● **Work instruction**: Every line of the records below that has the word "Category" should be copied.

● **Given records**:

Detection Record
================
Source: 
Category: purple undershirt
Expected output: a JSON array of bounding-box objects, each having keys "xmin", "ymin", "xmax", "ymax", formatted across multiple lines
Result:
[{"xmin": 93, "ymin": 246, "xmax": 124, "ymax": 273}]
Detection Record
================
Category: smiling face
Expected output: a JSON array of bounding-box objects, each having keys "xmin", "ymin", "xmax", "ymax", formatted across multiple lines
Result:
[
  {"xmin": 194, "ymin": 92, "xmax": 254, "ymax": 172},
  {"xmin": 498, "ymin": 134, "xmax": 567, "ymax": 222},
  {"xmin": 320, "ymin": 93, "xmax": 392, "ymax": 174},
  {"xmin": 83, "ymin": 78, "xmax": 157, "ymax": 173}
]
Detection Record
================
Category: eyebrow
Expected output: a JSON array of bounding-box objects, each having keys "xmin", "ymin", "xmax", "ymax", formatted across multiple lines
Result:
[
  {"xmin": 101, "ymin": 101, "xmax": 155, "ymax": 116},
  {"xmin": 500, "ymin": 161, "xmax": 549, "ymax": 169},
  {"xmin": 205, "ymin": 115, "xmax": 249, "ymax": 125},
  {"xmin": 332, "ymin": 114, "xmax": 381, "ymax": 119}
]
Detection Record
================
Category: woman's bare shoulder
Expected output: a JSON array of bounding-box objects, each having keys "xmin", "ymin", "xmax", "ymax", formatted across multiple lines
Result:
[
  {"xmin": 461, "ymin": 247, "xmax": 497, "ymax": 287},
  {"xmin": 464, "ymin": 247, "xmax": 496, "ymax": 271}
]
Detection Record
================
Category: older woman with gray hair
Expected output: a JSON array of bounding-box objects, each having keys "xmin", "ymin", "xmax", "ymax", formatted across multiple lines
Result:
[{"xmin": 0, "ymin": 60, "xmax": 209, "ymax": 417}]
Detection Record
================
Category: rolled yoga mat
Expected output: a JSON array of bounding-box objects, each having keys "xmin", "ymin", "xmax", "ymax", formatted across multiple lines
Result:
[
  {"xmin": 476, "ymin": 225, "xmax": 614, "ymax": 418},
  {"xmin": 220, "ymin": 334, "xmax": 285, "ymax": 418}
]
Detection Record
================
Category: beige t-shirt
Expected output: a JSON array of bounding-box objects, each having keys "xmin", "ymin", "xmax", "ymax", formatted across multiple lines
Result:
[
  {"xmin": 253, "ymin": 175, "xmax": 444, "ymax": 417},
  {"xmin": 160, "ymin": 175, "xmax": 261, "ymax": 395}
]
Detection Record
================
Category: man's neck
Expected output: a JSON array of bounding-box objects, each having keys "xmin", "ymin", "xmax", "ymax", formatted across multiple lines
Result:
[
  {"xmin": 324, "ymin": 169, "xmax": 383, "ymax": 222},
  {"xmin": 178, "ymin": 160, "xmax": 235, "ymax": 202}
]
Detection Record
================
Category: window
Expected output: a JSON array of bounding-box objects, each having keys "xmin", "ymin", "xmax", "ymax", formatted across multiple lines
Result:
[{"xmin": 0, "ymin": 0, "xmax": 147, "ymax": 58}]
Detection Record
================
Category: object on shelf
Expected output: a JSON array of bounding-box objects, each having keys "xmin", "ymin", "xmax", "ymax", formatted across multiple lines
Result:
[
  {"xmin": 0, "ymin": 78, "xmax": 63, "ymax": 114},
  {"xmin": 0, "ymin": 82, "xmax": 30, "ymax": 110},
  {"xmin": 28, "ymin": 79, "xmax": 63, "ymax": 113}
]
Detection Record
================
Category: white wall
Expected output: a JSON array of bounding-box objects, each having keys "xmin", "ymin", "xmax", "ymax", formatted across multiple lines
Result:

● **Task answer**:
Category: purple undershirt
Category: smiling face
Category: eyebrow
Category: woman's bare shoulder
Category: older woman with gray hair
Category: rolled yoga mat
Category: beige t-shirt
Category: man's neck
Category: window
Category: object on shelf
Category: white wall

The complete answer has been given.